TASK DESCRIPTION:
Lines before the one containing "TARGET = crowd of people" are excluded; print that line and every line after it through the end of the material below, exactly.

= = = = = = =

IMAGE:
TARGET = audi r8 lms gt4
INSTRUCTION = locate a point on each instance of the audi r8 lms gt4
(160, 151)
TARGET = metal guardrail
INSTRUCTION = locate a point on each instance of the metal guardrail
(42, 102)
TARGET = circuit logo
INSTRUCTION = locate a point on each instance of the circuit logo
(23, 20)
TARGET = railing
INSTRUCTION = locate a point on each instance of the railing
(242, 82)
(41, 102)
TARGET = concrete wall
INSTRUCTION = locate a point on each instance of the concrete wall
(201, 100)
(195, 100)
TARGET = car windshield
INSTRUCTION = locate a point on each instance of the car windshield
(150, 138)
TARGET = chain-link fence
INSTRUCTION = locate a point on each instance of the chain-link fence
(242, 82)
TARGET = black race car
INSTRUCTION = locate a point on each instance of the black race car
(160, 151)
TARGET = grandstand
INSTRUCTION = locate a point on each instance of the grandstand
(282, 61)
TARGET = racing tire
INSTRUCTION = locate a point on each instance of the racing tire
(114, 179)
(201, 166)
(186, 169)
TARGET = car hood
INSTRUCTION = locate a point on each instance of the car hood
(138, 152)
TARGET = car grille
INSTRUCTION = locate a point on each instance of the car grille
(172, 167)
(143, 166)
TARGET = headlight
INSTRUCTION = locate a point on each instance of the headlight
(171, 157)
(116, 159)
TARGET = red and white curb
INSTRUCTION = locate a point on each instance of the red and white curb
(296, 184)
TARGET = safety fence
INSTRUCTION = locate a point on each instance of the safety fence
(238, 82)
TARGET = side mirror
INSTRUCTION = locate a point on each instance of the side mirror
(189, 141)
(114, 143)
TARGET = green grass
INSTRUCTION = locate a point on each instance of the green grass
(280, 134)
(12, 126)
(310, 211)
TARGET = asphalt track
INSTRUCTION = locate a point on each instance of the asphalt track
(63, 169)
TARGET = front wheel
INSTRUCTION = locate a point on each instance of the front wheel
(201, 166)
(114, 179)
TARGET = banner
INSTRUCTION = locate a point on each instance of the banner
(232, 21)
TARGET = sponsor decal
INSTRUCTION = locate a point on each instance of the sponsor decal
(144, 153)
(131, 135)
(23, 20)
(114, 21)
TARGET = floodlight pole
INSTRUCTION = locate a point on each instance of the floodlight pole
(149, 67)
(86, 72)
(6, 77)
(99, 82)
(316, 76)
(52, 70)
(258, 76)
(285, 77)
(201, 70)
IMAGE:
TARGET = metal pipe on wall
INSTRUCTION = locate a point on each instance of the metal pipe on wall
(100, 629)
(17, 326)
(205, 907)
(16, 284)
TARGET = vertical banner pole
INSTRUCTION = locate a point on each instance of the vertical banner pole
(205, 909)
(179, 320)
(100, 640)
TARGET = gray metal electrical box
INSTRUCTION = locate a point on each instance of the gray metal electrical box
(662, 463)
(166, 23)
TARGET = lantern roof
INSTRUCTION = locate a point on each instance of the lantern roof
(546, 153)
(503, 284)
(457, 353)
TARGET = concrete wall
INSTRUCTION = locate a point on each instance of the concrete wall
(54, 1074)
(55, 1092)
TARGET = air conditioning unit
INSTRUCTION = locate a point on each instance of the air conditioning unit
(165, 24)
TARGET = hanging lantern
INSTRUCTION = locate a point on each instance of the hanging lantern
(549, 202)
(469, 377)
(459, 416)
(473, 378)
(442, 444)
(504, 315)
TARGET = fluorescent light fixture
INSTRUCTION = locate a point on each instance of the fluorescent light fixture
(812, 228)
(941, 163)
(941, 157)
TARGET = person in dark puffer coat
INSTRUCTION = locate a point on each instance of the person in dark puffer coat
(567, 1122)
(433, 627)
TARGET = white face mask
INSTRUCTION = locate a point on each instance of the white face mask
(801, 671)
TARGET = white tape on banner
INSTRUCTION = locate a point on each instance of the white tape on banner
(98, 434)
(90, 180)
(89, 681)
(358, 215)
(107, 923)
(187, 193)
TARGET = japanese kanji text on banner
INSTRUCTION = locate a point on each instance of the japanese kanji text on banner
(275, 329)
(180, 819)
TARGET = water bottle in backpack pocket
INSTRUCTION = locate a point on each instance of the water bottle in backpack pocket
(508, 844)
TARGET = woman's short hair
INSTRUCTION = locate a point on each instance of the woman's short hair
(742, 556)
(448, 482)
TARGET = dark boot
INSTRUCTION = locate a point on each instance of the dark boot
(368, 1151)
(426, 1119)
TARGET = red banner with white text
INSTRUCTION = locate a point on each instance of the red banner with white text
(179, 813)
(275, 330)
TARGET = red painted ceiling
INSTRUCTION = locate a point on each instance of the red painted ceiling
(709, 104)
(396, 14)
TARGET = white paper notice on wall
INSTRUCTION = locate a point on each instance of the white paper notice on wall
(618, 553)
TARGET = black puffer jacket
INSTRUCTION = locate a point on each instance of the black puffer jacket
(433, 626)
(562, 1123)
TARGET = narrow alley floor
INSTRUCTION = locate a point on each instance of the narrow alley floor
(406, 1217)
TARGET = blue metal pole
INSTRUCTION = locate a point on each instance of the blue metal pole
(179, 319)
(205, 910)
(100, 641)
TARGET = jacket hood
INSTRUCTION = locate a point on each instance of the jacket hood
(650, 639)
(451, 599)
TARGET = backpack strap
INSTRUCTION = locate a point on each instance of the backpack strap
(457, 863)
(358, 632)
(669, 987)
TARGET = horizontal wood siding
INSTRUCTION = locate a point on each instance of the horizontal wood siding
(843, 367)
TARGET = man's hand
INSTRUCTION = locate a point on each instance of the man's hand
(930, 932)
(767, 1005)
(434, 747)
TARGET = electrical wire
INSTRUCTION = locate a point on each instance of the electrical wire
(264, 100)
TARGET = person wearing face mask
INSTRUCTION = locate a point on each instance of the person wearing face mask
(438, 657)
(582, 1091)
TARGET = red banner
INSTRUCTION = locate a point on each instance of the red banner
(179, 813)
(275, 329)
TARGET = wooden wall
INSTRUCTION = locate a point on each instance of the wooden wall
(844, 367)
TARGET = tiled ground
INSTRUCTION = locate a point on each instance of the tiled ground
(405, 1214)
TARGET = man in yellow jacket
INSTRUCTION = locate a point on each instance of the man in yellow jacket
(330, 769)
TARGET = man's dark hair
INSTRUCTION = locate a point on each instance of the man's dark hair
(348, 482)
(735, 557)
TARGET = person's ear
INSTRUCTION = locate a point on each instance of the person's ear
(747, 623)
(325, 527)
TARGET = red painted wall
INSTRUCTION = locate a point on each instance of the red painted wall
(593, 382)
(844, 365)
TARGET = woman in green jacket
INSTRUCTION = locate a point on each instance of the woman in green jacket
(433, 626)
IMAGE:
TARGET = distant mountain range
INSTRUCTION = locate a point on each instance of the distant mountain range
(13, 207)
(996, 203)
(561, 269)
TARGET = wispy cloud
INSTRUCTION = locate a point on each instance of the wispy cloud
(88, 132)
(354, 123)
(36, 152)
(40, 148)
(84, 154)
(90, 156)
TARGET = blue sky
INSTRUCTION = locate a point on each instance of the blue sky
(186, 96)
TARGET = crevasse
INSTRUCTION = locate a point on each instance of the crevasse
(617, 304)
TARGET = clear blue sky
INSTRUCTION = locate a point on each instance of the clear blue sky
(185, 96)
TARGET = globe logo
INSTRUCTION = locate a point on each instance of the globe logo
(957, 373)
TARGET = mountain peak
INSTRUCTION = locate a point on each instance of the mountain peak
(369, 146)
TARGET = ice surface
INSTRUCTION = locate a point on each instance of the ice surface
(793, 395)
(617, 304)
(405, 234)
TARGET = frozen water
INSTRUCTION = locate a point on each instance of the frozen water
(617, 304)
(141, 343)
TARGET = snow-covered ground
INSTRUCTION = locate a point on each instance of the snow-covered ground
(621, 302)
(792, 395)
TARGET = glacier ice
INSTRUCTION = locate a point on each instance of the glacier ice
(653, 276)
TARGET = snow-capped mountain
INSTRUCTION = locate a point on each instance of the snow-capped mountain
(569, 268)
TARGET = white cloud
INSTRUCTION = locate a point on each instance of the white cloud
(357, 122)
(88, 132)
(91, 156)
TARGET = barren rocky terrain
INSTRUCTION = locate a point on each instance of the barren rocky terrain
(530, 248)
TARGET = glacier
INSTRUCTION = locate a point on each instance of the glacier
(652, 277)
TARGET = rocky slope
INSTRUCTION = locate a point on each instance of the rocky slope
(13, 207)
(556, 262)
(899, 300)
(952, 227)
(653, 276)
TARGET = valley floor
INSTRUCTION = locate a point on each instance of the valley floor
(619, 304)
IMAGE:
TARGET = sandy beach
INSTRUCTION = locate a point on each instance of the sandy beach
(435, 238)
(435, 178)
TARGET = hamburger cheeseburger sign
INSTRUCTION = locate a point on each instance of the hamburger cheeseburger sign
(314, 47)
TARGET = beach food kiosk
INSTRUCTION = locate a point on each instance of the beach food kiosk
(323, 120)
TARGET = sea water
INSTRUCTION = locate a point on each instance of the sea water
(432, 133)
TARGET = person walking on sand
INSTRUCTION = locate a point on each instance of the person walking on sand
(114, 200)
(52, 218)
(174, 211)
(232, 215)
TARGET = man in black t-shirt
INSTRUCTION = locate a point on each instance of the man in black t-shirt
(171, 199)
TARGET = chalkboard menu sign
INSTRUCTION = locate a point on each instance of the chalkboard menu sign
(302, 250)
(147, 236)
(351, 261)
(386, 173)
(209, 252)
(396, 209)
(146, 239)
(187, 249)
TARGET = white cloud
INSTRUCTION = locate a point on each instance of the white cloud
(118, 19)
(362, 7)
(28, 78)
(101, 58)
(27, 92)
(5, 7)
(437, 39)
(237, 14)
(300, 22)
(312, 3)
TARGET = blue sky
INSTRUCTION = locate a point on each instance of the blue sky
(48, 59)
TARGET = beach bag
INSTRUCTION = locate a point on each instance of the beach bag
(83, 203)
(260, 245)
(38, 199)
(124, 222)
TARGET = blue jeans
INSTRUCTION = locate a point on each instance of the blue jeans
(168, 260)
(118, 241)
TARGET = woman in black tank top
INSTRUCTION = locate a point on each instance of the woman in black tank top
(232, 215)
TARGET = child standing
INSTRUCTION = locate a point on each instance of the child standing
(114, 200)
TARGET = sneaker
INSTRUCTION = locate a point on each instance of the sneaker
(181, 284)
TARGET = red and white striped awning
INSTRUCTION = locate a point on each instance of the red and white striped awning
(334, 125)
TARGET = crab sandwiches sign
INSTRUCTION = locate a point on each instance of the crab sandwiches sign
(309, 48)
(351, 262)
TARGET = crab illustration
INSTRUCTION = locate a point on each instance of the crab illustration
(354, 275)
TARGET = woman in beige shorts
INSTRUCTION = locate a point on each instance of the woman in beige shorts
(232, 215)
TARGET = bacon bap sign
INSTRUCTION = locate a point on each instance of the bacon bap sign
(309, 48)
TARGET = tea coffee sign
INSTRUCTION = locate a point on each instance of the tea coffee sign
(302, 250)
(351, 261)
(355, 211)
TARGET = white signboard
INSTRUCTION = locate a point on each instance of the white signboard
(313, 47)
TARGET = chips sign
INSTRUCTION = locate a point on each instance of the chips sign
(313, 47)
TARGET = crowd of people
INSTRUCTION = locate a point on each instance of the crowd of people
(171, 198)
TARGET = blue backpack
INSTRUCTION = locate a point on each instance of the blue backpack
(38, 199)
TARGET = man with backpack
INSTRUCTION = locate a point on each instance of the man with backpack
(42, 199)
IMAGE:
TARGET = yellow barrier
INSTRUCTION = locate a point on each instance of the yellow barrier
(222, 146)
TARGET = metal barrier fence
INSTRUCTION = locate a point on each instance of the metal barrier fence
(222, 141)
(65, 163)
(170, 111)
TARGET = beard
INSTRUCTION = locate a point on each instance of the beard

= = = = = = =

TASK RESPONSE:
TARGET = crowd of people
INSTRUCTION = locate a point on each instance of the crowd of people
(171, 198)
TARGET = blue backpack
INSTRUCTION = locate a point on each instance of the blue backpack
(38, 199)
TARGET = man with backpack
INSTRUCTION = locate a point on each instance of the man with backpack
(42, 199)
IMAGE:
TARGET = yellow barrier
INSTRUCTION = locate a point on each instance of the yellow barrier
(222, 146)
TARGET = metal barrier fence
INSTRUCTION = locate a point on each instance of the metal barrier fence
(222, 141)
(65, 163)
(170, 111)
TARGET = beard
INSTRUCTION = locate a point on each instance of the beard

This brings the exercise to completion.